>> begin Supplied material
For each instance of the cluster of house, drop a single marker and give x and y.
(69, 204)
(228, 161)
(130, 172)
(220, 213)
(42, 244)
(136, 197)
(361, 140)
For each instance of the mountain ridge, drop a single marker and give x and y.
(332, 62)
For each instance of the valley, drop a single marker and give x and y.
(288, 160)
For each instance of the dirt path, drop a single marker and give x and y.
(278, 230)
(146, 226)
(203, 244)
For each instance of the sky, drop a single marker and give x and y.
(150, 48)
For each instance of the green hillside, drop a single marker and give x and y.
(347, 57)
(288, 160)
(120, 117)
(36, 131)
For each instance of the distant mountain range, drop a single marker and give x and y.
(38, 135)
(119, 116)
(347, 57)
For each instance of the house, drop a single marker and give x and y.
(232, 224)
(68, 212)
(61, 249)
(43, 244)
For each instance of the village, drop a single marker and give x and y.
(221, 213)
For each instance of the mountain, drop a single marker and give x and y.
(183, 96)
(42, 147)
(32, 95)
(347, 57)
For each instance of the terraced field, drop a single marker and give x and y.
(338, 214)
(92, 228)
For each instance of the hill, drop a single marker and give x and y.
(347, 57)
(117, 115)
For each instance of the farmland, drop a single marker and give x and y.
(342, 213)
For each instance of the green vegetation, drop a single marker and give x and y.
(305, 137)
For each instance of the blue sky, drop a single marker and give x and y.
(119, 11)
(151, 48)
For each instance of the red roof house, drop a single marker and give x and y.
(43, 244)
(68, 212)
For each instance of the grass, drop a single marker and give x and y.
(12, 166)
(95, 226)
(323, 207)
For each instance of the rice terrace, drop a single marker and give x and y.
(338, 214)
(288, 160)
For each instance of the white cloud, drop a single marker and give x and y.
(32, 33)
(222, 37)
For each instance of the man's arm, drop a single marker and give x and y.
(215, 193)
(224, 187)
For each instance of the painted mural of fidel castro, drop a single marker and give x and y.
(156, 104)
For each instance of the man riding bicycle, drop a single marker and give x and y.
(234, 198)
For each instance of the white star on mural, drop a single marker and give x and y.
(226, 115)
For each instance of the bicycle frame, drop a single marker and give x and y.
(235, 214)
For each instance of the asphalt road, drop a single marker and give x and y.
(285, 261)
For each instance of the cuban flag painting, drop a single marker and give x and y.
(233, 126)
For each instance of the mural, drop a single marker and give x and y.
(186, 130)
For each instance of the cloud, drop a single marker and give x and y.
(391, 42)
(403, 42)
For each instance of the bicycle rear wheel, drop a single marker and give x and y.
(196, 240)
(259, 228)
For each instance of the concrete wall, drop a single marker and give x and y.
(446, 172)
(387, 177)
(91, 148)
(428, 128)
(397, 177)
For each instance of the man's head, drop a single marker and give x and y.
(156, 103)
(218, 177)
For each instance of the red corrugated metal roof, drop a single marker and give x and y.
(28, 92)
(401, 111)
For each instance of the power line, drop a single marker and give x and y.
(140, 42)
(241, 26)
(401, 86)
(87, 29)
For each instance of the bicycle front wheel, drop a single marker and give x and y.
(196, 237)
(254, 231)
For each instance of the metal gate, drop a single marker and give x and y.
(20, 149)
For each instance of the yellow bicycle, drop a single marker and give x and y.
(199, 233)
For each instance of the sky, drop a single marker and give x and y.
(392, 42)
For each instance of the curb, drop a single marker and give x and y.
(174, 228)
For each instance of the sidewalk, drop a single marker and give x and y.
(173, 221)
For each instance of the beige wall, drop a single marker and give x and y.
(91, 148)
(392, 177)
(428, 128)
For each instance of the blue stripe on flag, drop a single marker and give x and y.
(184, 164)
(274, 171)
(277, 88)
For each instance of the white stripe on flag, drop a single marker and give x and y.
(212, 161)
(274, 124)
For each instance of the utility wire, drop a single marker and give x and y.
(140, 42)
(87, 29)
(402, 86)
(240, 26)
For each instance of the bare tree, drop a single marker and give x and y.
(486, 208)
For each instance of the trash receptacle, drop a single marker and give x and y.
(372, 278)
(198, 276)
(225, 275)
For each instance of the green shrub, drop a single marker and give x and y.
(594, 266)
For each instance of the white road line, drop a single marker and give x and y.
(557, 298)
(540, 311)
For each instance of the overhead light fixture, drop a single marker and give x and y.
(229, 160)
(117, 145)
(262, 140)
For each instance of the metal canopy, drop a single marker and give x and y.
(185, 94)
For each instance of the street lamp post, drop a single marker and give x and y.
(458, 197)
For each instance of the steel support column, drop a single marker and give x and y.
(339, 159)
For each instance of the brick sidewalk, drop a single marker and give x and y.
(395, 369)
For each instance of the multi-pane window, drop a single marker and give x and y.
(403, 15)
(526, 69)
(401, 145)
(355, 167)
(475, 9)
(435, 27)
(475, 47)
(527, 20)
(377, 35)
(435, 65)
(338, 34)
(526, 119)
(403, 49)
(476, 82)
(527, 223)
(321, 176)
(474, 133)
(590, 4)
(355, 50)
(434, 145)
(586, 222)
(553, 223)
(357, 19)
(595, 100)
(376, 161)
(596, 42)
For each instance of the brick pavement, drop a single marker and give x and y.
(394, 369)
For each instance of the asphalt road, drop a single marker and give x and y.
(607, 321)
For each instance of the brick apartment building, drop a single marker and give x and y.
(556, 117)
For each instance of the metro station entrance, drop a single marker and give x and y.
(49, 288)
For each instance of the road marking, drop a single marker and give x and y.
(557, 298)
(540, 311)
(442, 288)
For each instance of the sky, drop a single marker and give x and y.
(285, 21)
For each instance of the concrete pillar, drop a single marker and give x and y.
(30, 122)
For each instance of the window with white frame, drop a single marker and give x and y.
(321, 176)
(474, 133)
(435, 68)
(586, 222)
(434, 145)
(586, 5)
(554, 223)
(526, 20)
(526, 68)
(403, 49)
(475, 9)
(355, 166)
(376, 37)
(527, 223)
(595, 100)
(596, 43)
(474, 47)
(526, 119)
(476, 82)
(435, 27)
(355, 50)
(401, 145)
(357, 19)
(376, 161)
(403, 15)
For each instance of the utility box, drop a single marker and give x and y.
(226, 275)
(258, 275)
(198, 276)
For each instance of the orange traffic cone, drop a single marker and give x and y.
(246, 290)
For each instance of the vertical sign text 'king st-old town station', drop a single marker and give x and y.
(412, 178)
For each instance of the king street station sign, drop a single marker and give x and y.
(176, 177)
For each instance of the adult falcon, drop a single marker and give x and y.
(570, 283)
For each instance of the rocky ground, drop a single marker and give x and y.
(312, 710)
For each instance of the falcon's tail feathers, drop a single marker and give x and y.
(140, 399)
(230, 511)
>> end Supplied material
Exercise instructions:
Your task is to quote the listing above word for word.

The output:
For each instance of the cluster of house, drop a single marker and give x and y.
(69, 204)
(228, 161)
(130, 172)
(220, 213)
(42, 244)
(136, 197)
(361, 140)
For each instance of the mountain ridge, drop a single marker and give x and y.
(332, 62)
For each instance of the valley, drop a single marker and give x and y.
(288, 160)
For each instance of the dirt path, drop a single marker and give x and y.
(278, 230)
(146, 226)
(203, 244)
For each instance of the sky, drop a single marker and give x and y.
(150, 48)
For each instance of the green hillside, drop a single marker and give x and y.
(347, 57)
(288, 160)
(120, 117)
(36, 131)
For each instance of the distant mountain range, drop a single marker and give x and y.
(38, 135)
(119, 116)
(347, 57)
For each instance of the house, drop a single marker and give x and y.
(232, 224)
(68, 212)
(61, 249)
(43, 244)
For each instance of the village, drop a single marker and give x and y.
(221, 213)
For each instance of the mountain, drop a single marker and give x and y.
(183, 96)
(42, 147)
(32, 95)
(347, 57)
For each instance of the terraced field, drop a single marker and give x and y.
(338, 214)
(92, 228)
For each instance of the hill, drop a single marker and give x and y.
(347, 57)
(117, 115)
For each instance of the farmland, drop a single marker and give x and y.
(342, 213)
For each instance of the green vegetation, drop a single marker and give x and y.
(305, 137)
For each instance of the blue sky, drop a single marker and give x and y.
(119, 11)
(151, 48)
For each instance of the red roof house, drop a single marker and give x and y.
(43, 244)
(68, 212)
For each instance of the grass, drop a single marker and give x and y.
(12, 166)
(95, 226)
(323, 207)
For each instance of the rice terrace, drop a single marker and give x and y.
(338, 214)
(288, 160)
For each instance of the white cloud, drop a single marker and give x and y.
(32, 33)
(222, 37)
For each instance of the man's arm, drop a single marker and give x and y.
(215, 193)
(224, 187)
For each instance of the painted mural of fidel castro, drop a single marker and give x and y.
(156, 104)
For each instance of the man riding bicycle, drop a single marker and give x and y.
(234, 198)
For each instance of the white star on mural, drop a single marker and give x and y.
(226, 115)
For each instance of the bicycle frame, drop a single marker and give x and y.
(235, 214)
For each instance of the asphalt road, drop a single marker and give x and y.
(285, 261)
For each instance of the cuban flag painting, drop a single marker and give x and y.
(233, 126)
For each instance of the mural, drop a single marker and give x and y.
(186, 130)
For each instance of the cloud, drop a single marker and give x and y.
(391, 42)
(403, 42)
For each instance of the bicycle rear wheel, drop a single marker and give x and y.
(196, 240)
(259, 228)
For each instance of the concrete wall, drop a single marker and give x and y.
(446, 172)
(387, 177)
(91, 148)
(428, 128)
(397, 177)
For each instance of the man's head, drop a single marker and give x and y.
(156, 103)
(218, 177)
For each instance of the red corrugated metal roof, drop a single marker and give x and y.
(28, 92)
(401, 111)
For each instance of the power line, drop a single marker and give x and y.
(140, 42)
(241, 26)
(401, 86)
(87, 29)
For each instance of the bicycle front wheel, drop a single marker and give x and y.
(196, 237)
(254, 231)
For each instance of the metal gate, drop a single marker and give x and y.
(20, 149)
For each instance of the yellow bicycle, drop a single marker and give x and y.
(199, 233)
For each instance of the sky, drop a single marker and give x and y.
(392, 42)
For each instance of the curb, drop a single marker and give x and y.
(174, 228)
For each instance of the sidewalk, drop a single marker and give x and y.
(173, 221)
For each instance of the beige wall, drop a single marker and give x and y.
(91, 148)
(392, 177)
(428, 128)
For each instance of the blue stripe on flag, drop a single marker and give x and y.
(184, 164)
(274, 171)
(277, 88)
For each instance of the white stripe on flag, drop a single marker and give x and y.
(212, 161)
(274, 124)
For each instance of the utility wire, drop a single marker and give x and y.
(140, 42)
(87, 29)
(402, 86)
(240, 26)
For each instance of the bare tree, drop a single marker and give x and y.
(486, 208)
For each instance of the trash receptacle, drop a single marker and give x and y.
(372, 278)
(198, 276)
(225, 275)
For each instance of the green shrub, drop a single marker and give x and y.
(594, 266)
For each instance of the white road line, drop a single marker and give x and y.
(557, 298)
(540, 311)
For each instance of the overhead light fixture, drop a single marker and give x and y.
(229, 160)
(117, 145)
(262, 140)
For each instance of the metal canopy, drop a single marker and give x and y.
(185, 94)
For each instance of the street lamp post, drop a single marker and give x and y.
(458, 197)
For each instance of the steel support column, drop a single marker and give x and y.
(339, 159)
For each instance of the brick sidewalk, drop a single marker and give x and y.
(395, 369)
For each instance of the multi-pane window, drop a single marker and give x and y.
(403, 15)
(526, 69)
(401, 145)
(355, 167)
(475, 9)
(435, 27)
(475, 47)
(527, 20)
(377, 35)
(435, 65)
(338, 34)
(526, 119)
(403, 49)
(476, 82)
(527, 223)
(321, 176)
(474, 133)
(590, 4)
(355, 50)
(434, 145)
(586, 222)
(553, 223)
(357, 19)
(595, 100)
(376, 161)
(596, 42)
For each instance of the brick pavement, drop a single marker and give x and y.
(394, 369)
For each instance of the asphalt road, drop a single marker and give x and y.
(607, 321)
For each instance of the brick apartment building, drop a single marker and give x and y.
(556, 117)
For each instance of the metro station entrance, drop a single marker and give x and y.
(49, 288)
For each instance of the road marking, drop a single marker and give x and y.
(557, 298)
(540, 311)
(442, 288)
For each instance of the sky, drop a single marker and give x and y.
(285, 21)
For each instance of the concrete pillar, drop a single marker and give x and y.
(30, 122)
For each instance of the window with white frame, drop a single marker and give x and y.
(321, 176)
(474, 133)
(435, 68)
(586, 222)
(434, 145)
(586, 5)
(554, 223)
(526, 20)
(526, 68)
(403, 49)
(475, 9)
(355, 166)
(376, 37)
(527, 223)
(595, 100)
(596, 43)
(474, 47)
(526, 119)
(476, 82)
(435, 27)
(355, 50)
(401, 145)
(357, 19)
(376, 161)
(403, 15)
For each instance of the utility box, drop a single marker and give x and y.
(226, 275)
(258, 275)
(198, 276)
For each instance of the orange traffic cone, drop a single marker and give x and y.
(246, 290)
For each instance of the vertical sign text 'king st-old town station', drop a single marker and give x and y.
(412, 178)
For each instance of the king street station sign, drop a single marker and give x and y.
(176, 177)
For each instance of the adult falcon, drop a single marker and give x and y.
(570, 283)
For each instance of the rocky ground, drop a single marker and give x and y.
(312, 710)
For each instance of the falcon's tail feathers, drop a single marker and give x and y.
(140, 399)
(230, 511)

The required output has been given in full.